++++ Given data ++++

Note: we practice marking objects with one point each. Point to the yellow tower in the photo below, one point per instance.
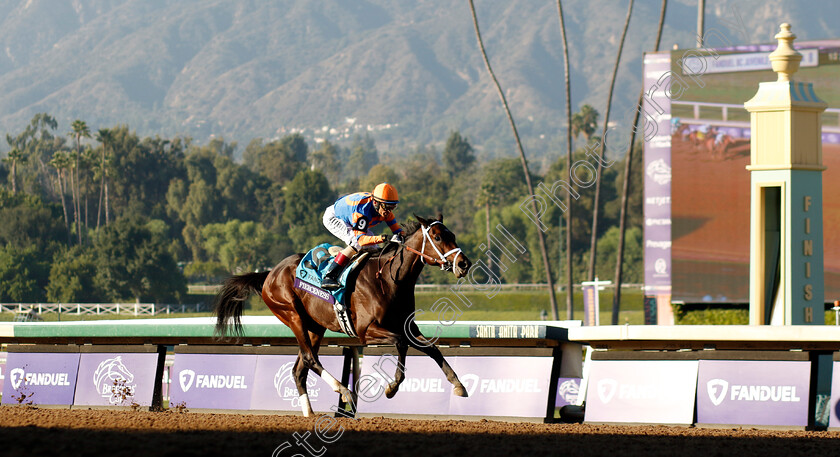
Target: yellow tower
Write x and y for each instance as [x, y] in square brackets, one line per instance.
[786, 254]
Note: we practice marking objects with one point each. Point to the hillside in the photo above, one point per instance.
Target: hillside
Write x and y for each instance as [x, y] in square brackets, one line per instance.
[408, 72]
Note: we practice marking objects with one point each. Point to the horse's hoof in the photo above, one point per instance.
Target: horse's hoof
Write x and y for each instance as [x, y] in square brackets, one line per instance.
[391, 391]
[460, 391]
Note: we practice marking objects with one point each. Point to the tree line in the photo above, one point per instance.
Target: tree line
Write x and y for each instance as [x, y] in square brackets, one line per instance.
[109, 216]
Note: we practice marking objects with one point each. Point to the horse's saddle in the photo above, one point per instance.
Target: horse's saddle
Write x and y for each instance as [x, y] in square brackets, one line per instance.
[310, 271]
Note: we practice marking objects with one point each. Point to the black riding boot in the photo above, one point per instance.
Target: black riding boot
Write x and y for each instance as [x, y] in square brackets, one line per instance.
[333, 271]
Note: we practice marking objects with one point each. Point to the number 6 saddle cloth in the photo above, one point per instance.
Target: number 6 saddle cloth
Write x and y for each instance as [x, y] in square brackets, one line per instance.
[310, 271]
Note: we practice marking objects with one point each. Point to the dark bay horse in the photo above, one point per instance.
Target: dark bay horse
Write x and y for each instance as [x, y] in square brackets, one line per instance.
[381, 305]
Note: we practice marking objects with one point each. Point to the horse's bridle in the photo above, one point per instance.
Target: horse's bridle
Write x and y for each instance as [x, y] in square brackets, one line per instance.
[445, 264]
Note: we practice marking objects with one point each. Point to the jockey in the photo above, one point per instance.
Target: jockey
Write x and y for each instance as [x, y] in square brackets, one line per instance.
[351, 218]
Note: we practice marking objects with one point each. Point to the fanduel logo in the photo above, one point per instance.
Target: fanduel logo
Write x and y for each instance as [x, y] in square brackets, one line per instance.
[716, 388]
[568, 391]
[610, 388]
[113, 380]
[19, 377]
[188, 379]
[763, 393]
[496, 385]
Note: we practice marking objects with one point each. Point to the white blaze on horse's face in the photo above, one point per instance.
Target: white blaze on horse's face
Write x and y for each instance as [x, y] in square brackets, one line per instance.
[443, 243]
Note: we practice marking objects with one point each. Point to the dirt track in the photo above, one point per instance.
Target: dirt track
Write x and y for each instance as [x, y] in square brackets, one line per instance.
[27, 432]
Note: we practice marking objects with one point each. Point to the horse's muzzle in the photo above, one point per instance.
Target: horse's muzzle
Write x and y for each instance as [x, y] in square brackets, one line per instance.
[461, 268]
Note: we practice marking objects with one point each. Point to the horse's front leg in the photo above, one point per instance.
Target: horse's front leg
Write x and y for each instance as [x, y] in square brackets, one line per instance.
[399, 376]
[419, 342]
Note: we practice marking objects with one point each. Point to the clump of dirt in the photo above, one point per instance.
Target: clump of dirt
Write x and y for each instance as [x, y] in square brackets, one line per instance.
[31, 431]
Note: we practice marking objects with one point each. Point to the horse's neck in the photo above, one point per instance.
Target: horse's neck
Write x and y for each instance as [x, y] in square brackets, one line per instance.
[412, 264]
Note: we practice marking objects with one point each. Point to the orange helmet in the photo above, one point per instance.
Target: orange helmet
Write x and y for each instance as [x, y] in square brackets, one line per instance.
[386, 193]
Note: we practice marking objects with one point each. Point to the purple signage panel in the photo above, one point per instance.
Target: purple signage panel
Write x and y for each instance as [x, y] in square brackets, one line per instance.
[834, 401]
[275, 388]
[40, 378]
[502, 386]
[567, 392]
[212, 381]
[655, 126]
[642, 391]
[112, 379]
[497, 386]
[425, 389]
[751, 392]
[2, 371]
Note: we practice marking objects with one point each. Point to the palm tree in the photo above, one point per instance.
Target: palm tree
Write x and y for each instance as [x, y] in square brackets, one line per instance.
[79, 130]
[522, 159]
[619, 259]
[596, 199]
[104, 136]
[570, 296]
[15, 157]
[585, 121]
[61, 161]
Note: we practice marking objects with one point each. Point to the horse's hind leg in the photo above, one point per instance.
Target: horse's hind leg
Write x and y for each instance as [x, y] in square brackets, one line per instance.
[419, 342]
[399, 376]
[309, 355]
[300, 373]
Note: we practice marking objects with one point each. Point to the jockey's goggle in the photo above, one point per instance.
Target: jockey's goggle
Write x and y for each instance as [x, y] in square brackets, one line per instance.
[388, 206]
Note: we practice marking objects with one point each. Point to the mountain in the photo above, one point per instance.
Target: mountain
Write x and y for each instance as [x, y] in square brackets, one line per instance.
[406, 72]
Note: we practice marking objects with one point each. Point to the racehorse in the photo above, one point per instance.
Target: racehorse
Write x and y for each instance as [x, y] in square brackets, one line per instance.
[381, 305]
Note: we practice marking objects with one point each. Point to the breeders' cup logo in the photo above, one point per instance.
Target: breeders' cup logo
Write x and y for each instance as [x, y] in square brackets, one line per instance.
[186, 378]
[716, 388]
[568, 391]
[284, 383]
[659, 171]
[606, 389]
[113, 380]
[660, 266]
[470, 382]
[17, 375]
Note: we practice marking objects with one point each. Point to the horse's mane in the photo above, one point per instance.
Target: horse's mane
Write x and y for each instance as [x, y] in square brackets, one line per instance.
[409, 227]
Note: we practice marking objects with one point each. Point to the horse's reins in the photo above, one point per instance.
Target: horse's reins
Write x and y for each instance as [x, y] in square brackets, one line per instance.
[444, 264]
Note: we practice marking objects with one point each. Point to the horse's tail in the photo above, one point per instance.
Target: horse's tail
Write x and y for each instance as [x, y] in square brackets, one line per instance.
[229, 301]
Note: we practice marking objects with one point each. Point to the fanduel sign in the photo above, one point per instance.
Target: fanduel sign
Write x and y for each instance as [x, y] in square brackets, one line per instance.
[497, 386]
[748, 392]
[642, 391]
[40, 378]
[213, 381]
[19, 377]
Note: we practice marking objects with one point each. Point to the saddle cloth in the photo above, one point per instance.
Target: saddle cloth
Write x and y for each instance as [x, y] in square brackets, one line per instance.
[309, 273]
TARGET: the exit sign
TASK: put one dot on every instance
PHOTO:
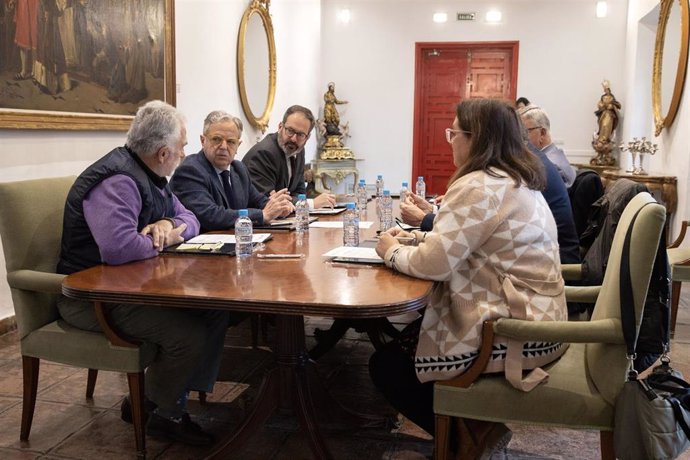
(466, 16)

++++

Using the listing above, copy exactly the line that contains "the horse's mane", the line that contains "Target: fanduel sign", and each line that falls between them.

Note: we practice marking objects with one point each. Point to the horse's mane in the photo above, one point per instance.
Target: horse's mane
Write x and y for each instance as [x, y] in square brackets, one line per instance.
[409, 227]
Note: we practice marking objects with one point each. Point to the horse's reins in the photo above, one point per instance.
Target: horse's reins
Write x and y for each instance as [x, y] in square brackets, one line per instance.
[444, 264]
Note: we practice marking objects with one point each. Point to the horse's tail in the photo above, one point per instance.
Target: horse's tail
Write x and y for each instance as [x, y] in square brackets, one line per instance.
[229, 301]
Note: we practice marking objects with one point each. Point to the fanduel sign in the photo above, one point per instance.
Target: fanduel sign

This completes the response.